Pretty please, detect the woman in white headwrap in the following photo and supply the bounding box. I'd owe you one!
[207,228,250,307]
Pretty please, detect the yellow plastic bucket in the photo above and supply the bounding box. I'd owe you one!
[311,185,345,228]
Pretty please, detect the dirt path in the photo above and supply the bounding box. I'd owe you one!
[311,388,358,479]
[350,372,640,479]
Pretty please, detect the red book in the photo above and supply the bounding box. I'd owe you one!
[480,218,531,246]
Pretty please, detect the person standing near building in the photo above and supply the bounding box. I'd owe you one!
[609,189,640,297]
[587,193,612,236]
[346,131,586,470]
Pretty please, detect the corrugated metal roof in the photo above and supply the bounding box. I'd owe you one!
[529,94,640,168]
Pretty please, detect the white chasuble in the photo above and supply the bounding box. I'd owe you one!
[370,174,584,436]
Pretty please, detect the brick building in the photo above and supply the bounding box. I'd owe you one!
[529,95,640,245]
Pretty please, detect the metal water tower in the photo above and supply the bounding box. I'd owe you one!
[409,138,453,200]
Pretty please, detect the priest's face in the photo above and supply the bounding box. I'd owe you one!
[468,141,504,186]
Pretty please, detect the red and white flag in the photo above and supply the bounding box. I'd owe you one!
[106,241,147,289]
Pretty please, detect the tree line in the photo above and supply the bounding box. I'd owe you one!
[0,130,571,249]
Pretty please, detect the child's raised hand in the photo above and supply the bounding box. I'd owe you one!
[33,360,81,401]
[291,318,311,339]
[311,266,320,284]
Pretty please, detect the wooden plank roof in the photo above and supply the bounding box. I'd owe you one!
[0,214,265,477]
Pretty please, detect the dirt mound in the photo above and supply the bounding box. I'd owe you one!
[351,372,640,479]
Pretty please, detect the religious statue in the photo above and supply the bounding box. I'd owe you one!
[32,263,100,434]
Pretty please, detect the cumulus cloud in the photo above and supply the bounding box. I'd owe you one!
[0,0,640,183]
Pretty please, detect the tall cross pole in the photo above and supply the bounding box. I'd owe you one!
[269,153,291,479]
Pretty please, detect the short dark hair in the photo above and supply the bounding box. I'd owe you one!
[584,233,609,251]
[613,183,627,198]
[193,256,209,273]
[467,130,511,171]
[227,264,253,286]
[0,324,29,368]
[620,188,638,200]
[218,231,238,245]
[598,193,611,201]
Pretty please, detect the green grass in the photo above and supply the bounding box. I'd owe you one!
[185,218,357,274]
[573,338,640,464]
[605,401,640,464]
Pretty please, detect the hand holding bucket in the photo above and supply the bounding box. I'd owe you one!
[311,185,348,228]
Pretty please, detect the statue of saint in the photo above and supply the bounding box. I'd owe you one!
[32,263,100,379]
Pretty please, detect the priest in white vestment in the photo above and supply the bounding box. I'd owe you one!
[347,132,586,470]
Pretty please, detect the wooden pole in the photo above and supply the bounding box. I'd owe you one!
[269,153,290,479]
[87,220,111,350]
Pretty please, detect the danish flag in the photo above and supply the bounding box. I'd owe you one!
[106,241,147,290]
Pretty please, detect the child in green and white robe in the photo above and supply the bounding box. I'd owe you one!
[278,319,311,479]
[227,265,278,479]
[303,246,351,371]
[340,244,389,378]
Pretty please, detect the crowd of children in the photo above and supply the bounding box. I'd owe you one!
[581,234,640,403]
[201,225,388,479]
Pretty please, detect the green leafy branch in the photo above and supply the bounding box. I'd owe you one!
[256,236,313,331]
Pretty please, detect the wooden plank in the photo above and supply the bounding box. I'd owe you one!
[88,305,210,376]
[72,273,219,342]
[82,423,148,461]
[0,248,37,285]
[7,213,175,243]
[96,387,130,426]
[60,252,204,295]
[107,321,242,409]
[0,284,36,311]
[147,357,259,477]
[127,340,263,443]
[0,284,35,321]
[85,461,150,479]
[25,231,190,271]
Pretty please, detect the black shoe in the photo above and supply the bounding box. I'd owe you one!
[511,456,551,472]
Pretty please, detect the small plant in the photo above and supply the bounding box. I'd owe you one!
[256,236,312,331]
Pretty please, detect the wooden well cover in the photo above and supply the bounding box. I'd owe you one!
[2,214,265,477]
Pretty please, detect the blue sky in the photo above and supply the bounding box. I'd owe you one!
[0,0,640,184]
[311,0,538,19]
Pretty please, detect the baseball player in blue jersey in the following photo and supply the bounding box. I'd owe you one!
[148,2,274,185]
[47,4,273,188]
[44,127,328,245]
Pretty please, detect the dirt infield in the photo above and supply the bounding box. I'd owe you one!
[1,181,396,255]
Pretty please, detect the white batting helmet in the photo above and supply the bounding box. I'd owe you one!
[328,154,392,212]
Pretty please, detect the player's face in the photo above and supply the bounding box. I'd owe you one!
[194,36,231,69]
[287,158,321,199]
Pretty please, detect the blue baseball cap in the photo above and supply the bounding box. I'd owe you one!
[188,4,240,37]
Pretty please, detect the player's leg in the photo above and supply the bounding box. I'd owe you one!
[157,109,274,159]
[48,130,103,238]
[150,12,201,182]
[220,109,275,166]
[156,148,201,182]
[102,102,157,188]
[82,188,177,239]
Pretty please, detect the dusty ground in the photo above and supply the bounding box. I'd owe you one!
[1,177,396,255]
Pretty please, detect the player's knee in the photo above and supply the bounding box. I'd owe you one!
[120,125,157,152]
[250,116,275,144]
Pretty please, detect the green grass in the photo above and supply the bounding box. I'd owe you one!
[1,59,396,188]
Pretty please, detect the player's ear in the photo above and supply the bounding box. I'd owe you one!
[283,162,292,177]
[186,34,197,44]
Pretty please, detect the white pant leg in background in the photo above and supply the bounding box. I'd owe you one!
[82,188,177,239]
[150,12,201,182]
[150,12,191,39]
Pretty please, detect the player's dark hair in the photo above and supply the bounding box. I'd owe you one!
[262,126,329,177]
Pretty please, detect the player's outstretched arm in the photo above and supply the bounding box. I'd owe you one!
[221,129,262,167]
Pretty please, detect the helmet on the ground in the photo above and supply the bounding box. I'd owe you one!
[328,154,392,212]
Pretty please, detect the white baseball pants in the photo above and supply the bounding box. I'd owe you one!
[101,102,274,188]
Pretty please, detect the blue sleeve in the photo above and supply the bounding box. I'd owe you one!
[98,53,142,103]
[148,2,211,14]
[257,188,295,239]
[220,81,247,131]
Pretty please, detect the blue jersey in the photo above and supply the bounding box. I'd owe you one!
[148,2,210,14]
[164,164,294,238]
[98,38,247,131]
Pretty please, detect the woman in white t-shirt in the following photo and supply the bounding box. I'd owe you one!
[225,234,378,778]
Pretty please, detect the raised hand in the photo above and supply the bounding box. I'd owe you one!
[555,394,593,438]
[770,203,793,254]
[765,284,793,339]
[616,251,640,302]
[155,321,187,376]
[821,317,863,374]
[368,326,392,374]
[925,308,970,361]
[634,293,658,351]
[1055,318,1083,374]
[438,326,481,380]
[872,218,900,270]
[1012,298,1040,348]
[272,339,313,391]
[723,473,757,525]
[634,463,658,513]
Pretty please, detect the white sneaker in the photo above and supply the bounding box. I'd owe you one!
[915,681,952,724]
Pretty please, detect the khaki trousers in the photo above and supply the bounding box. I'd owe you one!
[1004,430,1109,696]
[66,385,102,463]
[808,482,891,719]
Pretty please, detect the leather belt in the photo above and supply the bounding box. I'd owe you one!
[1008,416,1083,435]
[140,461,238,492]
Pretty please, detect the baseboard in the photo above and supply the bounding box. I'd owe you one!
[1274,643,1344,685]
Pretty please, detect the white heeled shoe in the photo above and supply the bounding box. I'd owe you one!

WHAT THE TASK REQUIRES = Format the lines starting at the one containing "Pretty please, detect the wooden plank roof" and ending at the one containing "[598,193,611,201]" as a numbered list, omitting any blank lines.

FULL SOLUTION =
1. Pretty please, detect the wooden plank roof in the photo above and supply the bounding box. I'd owe you one!
2. [0,214,265,477]
3. Pretty please, detect the dirt mound in the photo above and supply the bounding box. I'd owe you one!
4. [351,372,640,479]
5. Pretty please, detect the religious statue in the photo above and supply the bounding box. I'd owe you one!
6. [32,263,100,434]
7. Pretty please, detect the cumulus cloud in the photo above and supply the bounding box. I'd owe you one!
8. [0,0,640,183]
9. Pretty please, detect the tall cross pole in the photo above and supply the bounding box. I'd owe you one!
10. [269,153,291,479]
11. Pretty please, detect the short dark hair in the photo above and supply the bounding box. I'd owe you one!
12. [584,233,609,251]
13. [613,183,627,198]
14. [193,256,209,273]
15. [467,130,511,171]
16. [227,264,253,286]
17. [0,324,29,368]
18. [620,188,638,200]
19. [218,231,238,245]
20. [598,193,611,201]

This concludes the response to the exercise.